Data items
════════════════════

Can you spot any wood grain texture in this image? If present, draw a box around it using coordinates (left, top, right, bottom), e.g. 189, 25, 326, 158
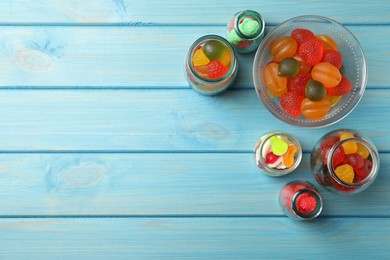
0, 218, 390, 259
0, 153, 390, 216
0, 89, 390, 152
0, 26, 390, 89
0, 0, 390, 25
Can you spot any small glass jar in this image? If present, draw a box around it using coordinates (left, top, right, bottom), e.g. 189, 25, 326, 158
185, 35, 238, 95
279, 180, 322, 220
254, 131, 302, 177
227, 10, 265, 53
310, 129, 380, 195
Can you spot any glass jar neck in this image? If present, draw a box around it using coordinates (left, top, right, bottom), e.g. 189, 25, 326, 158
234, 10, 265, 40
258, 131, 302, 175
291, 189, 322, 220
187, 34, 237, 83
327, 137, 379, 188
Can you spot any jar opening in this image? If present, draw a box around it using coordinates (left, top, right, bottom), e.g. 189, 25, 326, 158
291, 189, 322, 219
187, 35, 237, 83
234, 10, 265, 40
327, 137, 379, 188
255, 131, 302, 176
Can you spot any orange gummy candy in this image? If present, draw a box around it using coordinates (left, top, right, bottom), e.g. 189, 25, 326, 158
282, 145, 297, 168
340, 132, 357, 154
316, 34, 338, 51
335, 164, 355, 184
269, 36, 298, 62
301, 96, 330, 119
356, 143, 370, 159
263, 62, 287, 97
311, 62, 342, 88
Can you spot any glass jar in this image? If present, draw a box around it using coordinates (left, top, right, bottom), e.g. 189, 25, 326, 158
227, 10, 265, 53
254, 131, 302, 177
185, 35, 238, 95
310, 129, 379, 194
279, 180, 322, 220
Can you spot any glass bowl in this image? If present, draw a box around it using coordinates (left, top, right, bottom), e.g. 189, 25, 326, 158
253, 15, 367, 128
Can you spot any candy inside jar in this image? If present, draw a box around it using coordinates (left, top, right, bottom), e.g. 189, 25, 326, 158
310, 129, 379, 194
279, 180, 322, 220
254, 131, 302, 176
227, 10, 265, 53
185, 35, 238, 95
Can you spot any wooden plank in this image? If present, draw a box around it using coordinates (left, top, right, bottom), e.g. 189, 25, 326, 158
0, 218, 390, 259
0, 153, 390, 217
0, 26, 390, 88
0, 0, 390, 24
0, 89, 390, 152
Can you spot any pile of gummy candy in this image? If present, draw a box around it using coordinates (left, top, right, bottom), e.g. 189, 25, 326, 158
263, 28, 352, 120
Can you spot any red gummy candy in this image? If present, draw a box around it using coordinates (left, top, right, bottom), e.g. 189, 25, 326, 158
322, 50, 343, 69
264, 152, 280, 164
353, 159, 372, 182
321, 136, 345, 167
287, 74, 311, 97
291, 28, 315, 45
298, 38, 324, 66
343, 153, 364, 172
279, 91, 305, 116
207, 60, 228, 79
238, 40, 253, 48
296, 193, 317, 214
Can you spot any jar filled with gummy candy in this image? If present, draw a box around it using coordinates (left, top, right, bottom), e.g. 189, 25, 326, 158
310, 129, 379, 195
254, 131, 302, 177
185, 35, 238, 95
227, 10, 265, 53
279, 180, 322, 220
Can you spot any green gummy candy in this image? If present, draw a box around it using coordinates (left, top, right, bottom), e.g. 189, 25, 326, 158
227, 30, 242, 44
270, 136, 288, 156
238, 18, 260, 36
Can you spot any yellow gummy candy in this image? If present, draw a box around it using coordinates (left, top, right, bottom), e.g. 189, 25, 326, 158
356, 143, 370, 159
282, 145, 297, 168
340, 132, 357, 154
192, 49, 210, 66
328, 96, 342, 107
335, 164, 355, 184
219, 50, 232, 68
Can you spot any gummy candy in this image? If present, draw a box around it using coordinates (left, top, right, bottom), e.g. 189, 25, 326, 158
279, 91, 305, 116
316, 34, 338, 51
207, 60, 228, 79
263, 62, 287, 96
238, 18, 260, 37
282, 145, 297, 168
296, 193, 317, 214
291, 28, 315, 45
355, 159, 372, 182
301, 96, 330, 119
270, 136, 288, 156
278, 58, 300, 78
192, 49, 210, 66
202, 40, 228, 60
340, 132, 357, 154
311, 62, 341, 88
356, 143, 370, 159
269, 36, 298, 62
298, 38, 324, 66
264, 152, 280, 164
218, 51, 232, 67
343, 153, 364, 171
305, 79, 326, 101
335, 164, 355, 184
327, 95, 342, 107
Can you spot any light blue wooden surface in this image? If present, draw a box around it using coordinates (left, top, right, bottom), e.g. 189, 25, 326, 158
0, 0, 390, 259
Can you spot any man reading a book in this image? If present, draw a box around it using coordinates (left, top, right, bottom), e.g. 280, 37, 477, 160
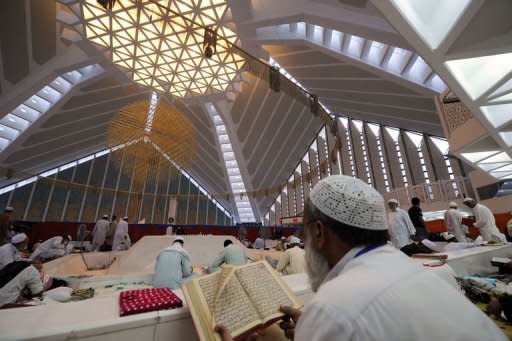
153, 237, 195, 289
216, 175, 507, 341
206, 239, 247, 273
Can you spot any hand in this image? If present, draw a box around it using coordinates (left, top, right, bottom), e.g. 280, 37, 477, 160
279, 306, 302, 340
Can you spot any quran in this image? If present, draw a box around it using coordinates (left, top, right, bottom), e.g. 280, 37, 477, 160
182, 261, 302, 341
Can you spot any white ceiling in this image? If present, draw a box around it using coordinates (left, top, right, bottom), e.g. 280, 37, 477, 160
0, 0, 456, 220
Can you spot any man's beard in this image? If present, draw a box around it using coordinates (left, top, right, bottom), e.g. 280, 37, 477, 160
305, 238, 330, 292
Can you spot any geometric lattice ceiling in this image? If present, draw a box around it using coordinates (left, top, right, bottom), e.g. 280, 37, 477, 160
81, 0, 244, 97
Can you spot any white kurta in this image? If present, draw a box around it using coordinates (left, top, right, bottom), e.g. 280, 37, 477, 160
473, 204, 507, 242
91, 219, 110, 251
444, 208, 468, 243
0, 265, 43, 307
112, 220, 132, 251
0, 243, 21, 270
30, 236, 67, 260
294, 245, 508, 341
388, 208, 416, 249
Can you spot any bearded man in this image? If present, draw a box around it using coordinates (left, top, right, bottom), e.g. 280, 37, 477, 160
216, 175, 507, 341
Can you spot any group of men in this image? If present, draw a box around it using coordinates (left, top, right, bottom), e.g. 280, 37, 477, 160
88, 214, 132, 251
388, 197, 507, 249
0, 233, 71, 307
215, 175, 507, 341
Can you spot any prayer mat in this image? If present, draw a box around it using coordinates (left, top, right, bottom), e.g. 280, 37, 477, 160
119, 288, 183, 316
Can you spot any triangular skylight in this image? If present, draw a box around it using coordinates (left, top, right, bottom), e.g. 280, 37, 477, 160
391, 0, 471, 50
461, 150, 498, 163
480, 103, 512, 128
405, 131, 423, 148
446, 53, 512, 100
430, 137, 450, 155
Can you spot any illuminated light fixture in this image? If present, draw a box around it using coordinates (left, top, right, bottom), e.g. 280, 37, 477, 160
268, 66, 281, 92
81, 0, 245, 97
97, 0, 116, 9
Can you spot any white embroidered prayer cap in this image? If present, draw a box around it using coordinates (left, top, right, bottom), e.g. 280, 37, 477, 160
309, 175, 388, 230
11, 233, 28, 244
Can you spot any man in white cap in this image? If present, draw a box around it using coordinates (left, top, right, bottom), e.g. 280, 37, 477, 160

════════════════════

## Work to be completed
Reproduce verbatim the stretch of the data from the line containing "Can you spot any jar opening" through the line containing "263, 28, 352, 120", including both of those lines.

## Correct result
Can you spot any jar opening in this image? If present, draw a box around it using coordinates (left, top, right, bottom), e.g. 189, 25, 326, 158
291, 189, 322, 219
187, 35, 237, 83
234, 10, 265, 40
327, 137, 379, 188
255, 131, 302, 176
Can you spot any orange gummy candy in this image? If present, draw a box around it using coordinates (left, top, right, bottom), e.g. 189, 25, 326, 158
282, 145, 297, 168
340, 132, 357, 154
316, 34, 338, 51
335, 164, 355, 184
269, 36, 298, 62
301, 96, 330, 119
356, 143, 370, 159
263, 62, 287, 97
311, 62, 342, 88
Can you spot any glass jar in this image? If present, draw a box around it using coordinates (left, top, right, bottom), e.g. 189, 25, 326, 158
227, 10, 265, 53
254, 131, 302, 177
185, 35, 238, 95
310, 129, 379, 194
279, 180, 322, 220
Can you spot any glass bowl in this image? If present, draw a box around it using coordinates (left, top, right, bottom), e.g. 189, 25, 326, 158
253, 15, 367, 128
Can you spot any candy inside jar in this image? If present, draw a box around it using coordinates (left, top, right, bottom), e.g. 189, 25, 326, 158
310, 129, 379, 194
279, 180, 322, 220
254, 131, 302, 176
227, 10, 265, 53
185, 35, 238, 95
Can you spot any wooden plank in this image? If present, draw a box around it using coordinates (left, top, right, bottom), e.g. 189, 25, 326, 158
0, 218, 390, 259
0, 153, 390, 217
0, 26, 390, 88
0, 0, 390, 24
0, 89, 390, 152
Can you spot any pile of gummy candy in this image? If present, draw a box around it using coordinates (left, top, right, bottom), e.g. 189, 25, 326, 158
263, 28, 352, 120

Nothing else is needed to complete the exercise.